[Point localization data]
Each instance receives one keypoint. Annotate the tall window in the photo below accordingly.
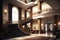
(15, 15)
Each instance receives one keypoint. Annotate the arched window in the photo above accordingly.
(15, 15)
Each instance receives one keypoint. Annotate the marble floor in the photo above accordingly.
(34, 37)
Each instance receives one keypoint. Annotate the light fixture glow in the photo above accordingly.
(58, 23)
(5, 11)
(46, 7)
(36, 17)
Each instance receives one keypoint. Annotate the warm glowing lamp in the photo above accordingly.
(58, 23)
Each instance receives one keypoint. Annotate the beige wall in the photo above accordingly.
(36, 24)
(5, 11)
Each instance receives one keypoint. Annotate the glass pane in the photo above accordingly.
(14, 15)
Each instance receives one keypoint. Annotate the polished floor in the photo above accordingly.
(35, 37)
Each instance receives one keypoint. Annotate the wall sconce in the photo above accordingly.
(58, 23)
(5, 11)
(54, 24)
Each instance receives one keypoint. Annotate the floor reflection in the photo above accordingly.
(45, 36)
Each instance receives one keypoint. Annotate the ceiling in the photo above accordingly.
(53, 3)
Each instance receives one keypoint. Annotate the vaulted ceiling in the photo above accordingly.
(53, 3)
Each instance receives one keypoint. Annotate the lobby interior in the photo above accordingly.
(30, 19)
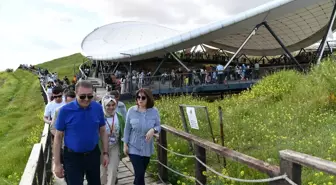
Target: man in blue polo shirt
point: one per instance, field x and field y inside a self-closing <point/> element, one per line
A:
<point x="81" y="122"/>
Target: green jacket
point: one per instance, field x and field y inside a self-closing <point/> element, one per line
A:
<point x="121" y="135"/>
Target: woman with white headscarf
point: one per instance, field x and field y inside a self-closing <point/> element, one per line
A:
<point x="114" y="126"/>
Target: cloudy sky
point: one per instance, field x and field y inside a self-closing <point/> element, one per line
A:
<point x="40" y="30"/>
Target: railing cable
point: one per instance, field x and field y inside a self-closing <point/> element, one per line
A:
<point x="285" y="177"/>
<point x="179" y="173"/>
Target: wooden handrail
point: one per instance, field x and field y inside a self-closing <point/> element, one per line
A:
<point x="252" y="162"/>
<point x="29" y="174"/>
<point x="291" y="163"/>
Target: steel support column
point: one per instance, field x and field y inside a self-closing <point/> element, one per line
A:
<point x="241" y="47"/>
<point x="115" y="68"/>
<point x="323" y="43"/>
<point x="179" y="61"/>
<point x="281" y="44"/>
<point x="330" y="49"/>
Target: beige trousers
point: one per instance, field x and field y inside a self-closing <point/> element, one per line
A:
<point x="109" y="175"/>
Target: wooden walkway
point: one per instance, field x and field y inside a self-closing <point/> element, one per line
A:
<point x="125" y="175"/>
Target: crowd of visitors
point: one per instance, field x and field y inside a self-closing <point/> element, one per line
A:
<point x="90" y="136"/>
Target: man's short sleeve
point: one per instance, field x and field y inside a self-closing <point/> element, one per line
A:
<point x="60" y="120"/>
<point x="101" y="117"/>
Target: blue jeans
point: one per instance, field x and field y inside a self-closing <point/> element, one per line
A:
<point x="140" y="164"/>
<point x="78" y="164"/>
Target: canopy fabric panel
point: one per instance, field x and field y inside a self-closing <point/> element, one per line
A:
<point x="298" y="23"/>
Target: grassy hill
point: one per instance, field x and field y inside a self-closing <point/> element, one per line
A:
<point x="21" y="111"/>
<point x="64" y="66"/>
<point x="286" y="110"/>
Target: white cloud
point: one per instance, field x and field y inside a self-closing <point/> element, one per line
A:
<point x="40" y="30"/>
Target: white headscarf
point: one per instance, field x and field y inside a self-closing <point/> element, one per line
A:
<point x="105" y="100"/>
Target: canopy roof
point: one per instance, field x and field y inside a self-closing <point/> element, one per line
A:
<point x="298" y="23"/>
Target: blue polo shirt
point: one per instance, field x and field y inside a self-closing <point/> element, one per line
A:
<point x="80" y="126"/>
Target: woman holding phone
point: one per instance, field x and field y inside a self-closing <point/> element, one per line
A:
<point x="142" y="122"/>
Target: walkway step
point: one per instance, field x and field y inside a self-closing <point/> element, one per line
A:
<point x="125" y="175"/>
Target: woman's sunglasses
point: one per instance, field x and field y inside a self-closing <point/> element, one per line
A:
<point x="143" y="98"/>
<point x="82" y="97"/>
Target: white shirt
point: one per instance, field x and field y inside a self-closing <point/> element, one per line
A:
<point x="51" y="107"/>
<point x="220" y="69"/>
<point x="108" y="124"/>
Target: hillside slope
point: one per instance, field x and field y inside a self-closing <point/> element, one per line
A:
<point x="64" y="66"/>
<point x="286" y="110"/>
<point x="21" y="111"/>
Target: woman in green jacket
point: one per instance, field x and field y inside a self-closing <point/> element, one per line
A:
<point x="114" y="127"/>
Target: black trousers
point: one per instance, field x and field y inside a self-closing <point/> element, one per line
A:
<point x="76" y="165"/>
<point x="140" y="164"/>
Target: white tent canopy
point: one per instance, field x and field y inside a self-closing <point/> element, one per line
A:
<point x="298" y="23"/>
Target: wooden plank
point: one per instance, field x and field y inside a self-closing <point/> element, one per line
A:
<point x="292" y="170"/>
<point x="126" y="181"/>
<point x="121" y="164"/>
<point x="149" y="180"/>
<point x="44" y="137"/>
<point x="128" y="164"/>
<point x="125" y="174"/>
<point x="200" y="154"/>
<point x="309" y="161"/>
<point x="252" y="162"/>
<point x="31" y="167"/>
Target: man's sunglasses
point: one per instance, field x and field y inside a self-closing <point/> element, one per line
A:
<point x="82" y="97"/>
<point x="141" y="98"/>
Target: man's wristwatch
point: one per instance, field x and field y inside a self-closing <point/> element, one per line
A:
<point x="106" y="153"/>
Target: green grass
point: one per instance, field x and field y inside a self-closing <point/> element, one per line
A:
<point x="286" y="110"/>
<point x="64" y="66"/>
<point x="21" y="112"/>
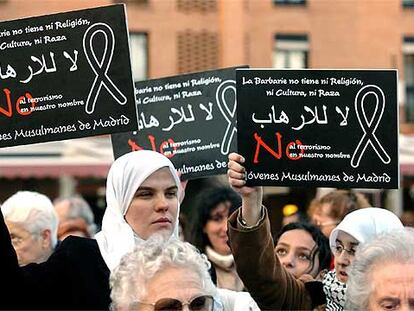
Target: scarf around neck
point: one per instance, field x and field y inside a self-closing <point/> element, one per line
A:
<point x="335" y="292"/>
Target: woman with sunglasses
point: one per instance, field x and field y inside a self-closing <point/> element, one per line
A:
<point x="172" y="276"/>
<point x="269" y="282"/>
<point x="142" y="195"/>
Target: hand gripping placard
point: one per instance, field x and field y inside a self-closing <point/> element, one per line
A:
<point x="369" y="127"/>
<point x="100" y="67"/>
<point x="227" y="112"/>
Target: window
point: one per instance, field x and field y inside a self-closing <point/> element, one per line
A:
<point x="139" y="56"/>
<point x="408" y="50"/>
<point x="290" y="51"/>
<point x="295" y="2"/>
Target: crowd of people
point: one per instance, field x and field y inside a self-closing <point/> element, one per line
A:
<point x="345" y="255"/>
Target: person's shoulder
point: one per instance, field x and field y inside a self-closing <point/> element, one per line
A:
<point x="74" y="244"/>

## EXERCISE DIRECTIONS
Leaving the pictures aside, write out the entries above exactly.

## RESPONSE TO THE TASK
Each instance receives one keypoint. Annotate the tall window in the photo below accordingly.
(15, 15)
Each instance receives one keypoint. Annotate the arched window in the photo above accordingly.
(15, 15)
Each instance receives one keypoint. Annotate the marble floor in the photo above accordingly.
(34, 37)
Each instance receives one keypoint. Annotate the light fixture glow in the photo above accordingly.
(58, 23)
(5, 11)
(46, 7)
(36, 17)
Each instance receives one keypoint. Annotate the warm glowing lamp in the photo above accordingly.
(58, 23)
Each instance receives one keypoint. Annotate the beige wall in the photo above accordingly.
(36, 24)
(5, 11)
Each instance receives one keypoint. Annotate the glass pane in the photo above accordingly.
(14, 15)
Each instance receives one keypoint. Annotate the polished floor in the photo above accordingly.
(35, 37)
Each instance receives one keypoint. Annotate the wall sconce in the photo above accordingly.
(58, 23)
(5, 11)
(54, 24)
Each instance receives one keypoint. Annotate the floor reflection in the photo above accordingly.
(45, 36)
Each instance receives one keypoint. Annotate the ceiling in the photo above accordingly.
(53, 3)
Each instance receives one keypoint. Annotate the vaulted ceiling in the photo above accordingly.
(53, 3)
Each instance receives one keypoint. Annotate the lobby interior in the photo above accordingly.
(30, 19)
Target: man in blue polo shirt
point: one per instance, field x and field y inside a self-closing <point/> element, one per line
A:
<point x="81" y="122"/>
Target: green jacket
point: one per instance, field x and field y inside a self-closing <point/> element, one per line
A:
<point x="121" y="135"/>
Target: woman with white headscarf
point: one per instance, field x and field y inside a self-closing <point/> element, one per line
A:
<point x="114" y="126"/>
Target: cloudy sky
point: one per instance, field x and field y inside a self-closing <point/> element, one per line
A:
<point x="40" y="30"/>
Target: railing cable
point: one per instance, field x and field y inside a self-closing <point/> element, one per line
A:
<point x="285" y="177"/>
<point x="179" y="173"/>
Target: wooden handrail
point: one per instance, field x and field y inside a self-closing <point/> element, one per line
A:
<point x="252" y="162"/>
<point x="29" y="174"/>
<point x="291" y="163"/>
Target: steel support column
point: one per instance, field x and field y inside a self-closing <point/> element, one per line
A:
<point x="241" y="47"/>
<point x="115" y="68"/>
<point x="323" y="43"/>
<point x="179" y="61"/>
<point x="281" y="44"/>
<point x="330" y="49"/>
Target: beige trousers
point: one per instance, field x and field y inside a self-closing <point/> element, one per line
A:
<point x="109" y="175"/>
Target: wooden walkway
point: one per instance, field x and field y inside a self-closing <point/> element, one per line
A:
<point x="125" y="175"/>
Target: crowd of visitors
point: one per instance, field x and field y inside a self-closing <point/> element, one per line
A:
<point x="90" y="136"/>
Target: man's short sleeve
point: one per instance, field x and field y inside a self-closing <point/> element, one per line
A:
<point x="60" y="120"/>
<point x="101" y="117"/>
Target: blue jeans
point: one per instance, field x and field y inside a self-closing <point/> element, one per line
A:
<point x="140" y="164"/>
<point x="78" y="164"/>
Target: canopy fabric panel
point: one per instance, field x and field y inside a self-closing <point/> element, one per line
A:
<point x="298" y="23"/>
Target: grassy hill
point: one per instance, field x and field y inside a self-closing <point/> element, one per line
A:
<point x="21" y="111"/>
<point x="64" y="66"/>
<point x="286" y="110"/>
Target: white cloud
point: one per instance, field x and field y inside a self-closing <point/> element, one per line
A:
<point x="40" y="30"/>
Target: white headscarf
point: one per instance, field x and field y inside a self-closing <point/> element, one per line
A:
<point x="105" y="100"/>
Target: canopy roof
point: one per instance, field x and field y inside a self-closing <point/> element, one per line
A:
<point x="298" y="23"/>
Target: blue polo shirt
point: one per instance, field x and field y inside a self-closing <point/> element, one per line
A:
<point x="80" y="126"/>
Target: woman holding phone
point: one per instance, field x and field y inside a self-closing <point/> element, one per line
A:
<point x="142" y="122"/>
Target: walkway step
point: one per instance, field x and field y inside a self-closing <point/> element, one per line
A:
<point x="125" y="175"/>
Target: woman's sunglasses
point: one per instance, field x and field y inside a self-closing <point/> element, one per line
A:
<point x="143" y="98"/>
<point x="82" y="97"/>
Target: white shirt
point: one per instance, field x and field y inside a self-closing <point/> element, one per line
A:
<point x="51" y="107"/>
<point x="220" y="69"/>
<point x="108" y="124"/>
Target: hillside slope
point: one per instance, field x and field y inside a self-closing <point/> element, one per line
A:
<point x="64" y="66"/>
<point x="286" y="110"/>
<point x="21" y="111"/>
Target: woman in green jacket
point: one per instance, field x and field y inside a self-closing <point/> element, one per line
A:
<point x="114" y="127"/>
Target: black trousers
point: one per instance, field x and field y inside a self-closing <point/> element, one per line
A:
<point x="76" y="165"/>
<point x="140" y="164"/>
Target: white tent canopy
point: one per instance, field x and field y inside a self-closing <point/> element, one per line
A:
<point x="298" y="23"/>
Target: wooden plank
point: one per instance, field x and field y inside a self-closing <point/> element, one per line
A:
<point x="292" y="170"/>
<point x="126" y="181"/>
<point x="121" y="164"/>
<point x="149" y="180"/>
<point x="44" y="137"/>
<point x="128" y="164"/>
<point x="125" y="174"/>
<point x="200" y="154"/>
<point x="309" y="161"/>
<point x="252" y="162"/>
<point x="31" y="167"/>
Target: man's sunglasses
point: one per instance, field x and field y inside a self-closing <point/> element, one per line
A:
<point x="82" y="97"/>
<point x="141" y="98"/>
Target: man's wristwatch
point: one per instance, field x and field y inside a self-closing <point/> element, one per line
A:
<point x="106" y="153"/>
Target: green grass
point: one per instance, field x and field y inside a self-closing <point/> element, one per line
A:
<point x="286" y="110"/>
<point x="64" y="66"/>
<point x="21" y="112"/>
Target: scarf around neck
point: one per instance, field x and field y inside a self-closing <point/> element, one per line
A:
<point x="335" y="292"/>
Target: woman with sunglasses
point: one per instance, field x and field y inside a self-closing <point/> element, one per line
A:
<point x="172" y="276"/>
<point x="269" y="282"/>
<point x="142" y="195"/>
Target: hand gripping placard
point: one per instance, field x and field y inside a self-closing <point/> element, one per line
A:
<point x="369" y="127"/>
<point x="100" y="67"/>
<point x="227" y="112"/>
Target: window
point: one per instance, field x and field y inside a self-closing <point/> element, one per line
A:
<point x="139" y="56"/>
<point x="408" y="50"/>
<point x="290" y="51"/>
<point x="295" y="2"/>
Target: crowd of people
point: one per instance, field x and field y inside a self-closing <point/> element, one per line
A:
<point x="345" y="255"/>
Target: person's shoulder
point: one per instance, field x and field y inside a self-closing <point/> element, one per line
A:
<point x="74" y="244"/>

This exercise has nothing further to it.